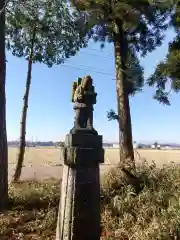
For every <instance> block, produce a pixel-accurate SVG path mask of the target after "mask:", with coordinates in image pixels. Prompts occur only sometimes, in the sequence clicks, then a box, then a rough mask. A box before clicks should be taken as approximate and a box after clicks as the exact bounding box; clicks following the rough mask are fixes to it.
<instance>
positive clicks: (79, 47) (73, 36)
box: [6, 0, 86, 181]
mask: <svg viewBox="0 0 180 240" xmlns="http://www.w3.org/2000/svg"><path fill="white" fill-rule="evenodd" d="M18 2H19V1H18V0H13V3H12V4H10V5H9V7H8V8H7V13H8V14H7V18H6V26H7V30H6V47H7V49H8V50H10V51H12V54H13V55H15V56H17V57H24V58H25V59H27V61H28V71H27V79H26V88H25V93H24V98H23V101H24V102H23V108H22V118H21V130H20V148H19V153H18V159H17V165H16V170H15V174H14V181H18V180H19V178H20V175H21V169H22V163H23V159H24V153H25V146H26V119H27V109H28V99H29V92H30V86H31V75H32V66H33V64H34V63H36V62H39V63H44V64H46V65H47V66H49V67H52V66H53V64H61V63H63V62H64V60H65V59H66V58H69V57H70V56H73V55H75V54H76V52H77V51H78V50H79V49H80V48H81V47H84V46H86V44H85V39H84V38H82V37H81V34H80V31H79V29H77V27H76V25H75V23H74V19H73V15H72V14H71V13H70V10H69V7H68V5H67V2H66V1H65V0H29V1H25V2H24V4H18Z"/></svg>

DIRECTIONS:
Give the listing above as a numbered list of its lines, leaving out blank lines and the pictures.

ANSWER SECTION:
1. For every <instance> block, produce a pixel-accurate SVG path mask of the target after "mask:", with coordinates in image pixels. Prompts occur only sometimes, in the sequence clicks, then a box, then a rough mask. A box before clicks should be taken as approximate and a box after clicks as the exact bounding box; clicks following the rough mask are fixes to it.
2. <instance>
3. positive clicks: (79, 47) (73, 36)
4. box: [6, 0, 86, 181]
5. mask: <svg viewBox="0 0 180 240" xmlns="http://www.w3.org/2000/svg"><path fill="white" fill-rule="evenodd" d="M18 2H19V1H18V0H13V3H12V4H10V5H9V7H8V8H7V13H8V14H7V18H6V26H7V30H6V47H7V49H8V50H10V51H12V54H13V55H15V56H17V57H24V58H25V59H27V61H28V71H27V79H26V88H25V93H24V98H23V101H24V102H23V108H22V118H21V130H20V148H19V153H18V159H17V165H16V170H15V174H14V181H18V180H19V178H20V175H21V169H22V163H23V159H24V153H25V146H26V119H27V109H28V99H29V92H30V86H31V75H32V66H33V64H34V63H36V62H39V63H44V64H46V65H47V66H49V67H52V66H53V64H61V63H63V62H64V60H65V59H66V58H69V57H70V56H73V55H75V54H76V52H77V51H78V50H79V49H80V48H81V47H84V46H86V44H85V39H84V38H82V37H81V34H80V31H79V29H77V27H76V25H75V23H74V19H73V15H72V14H71V13H70V10H69V7H68V5H67V2H66V1H65V0H29V1H25V2H24V4H18Z"/></svg>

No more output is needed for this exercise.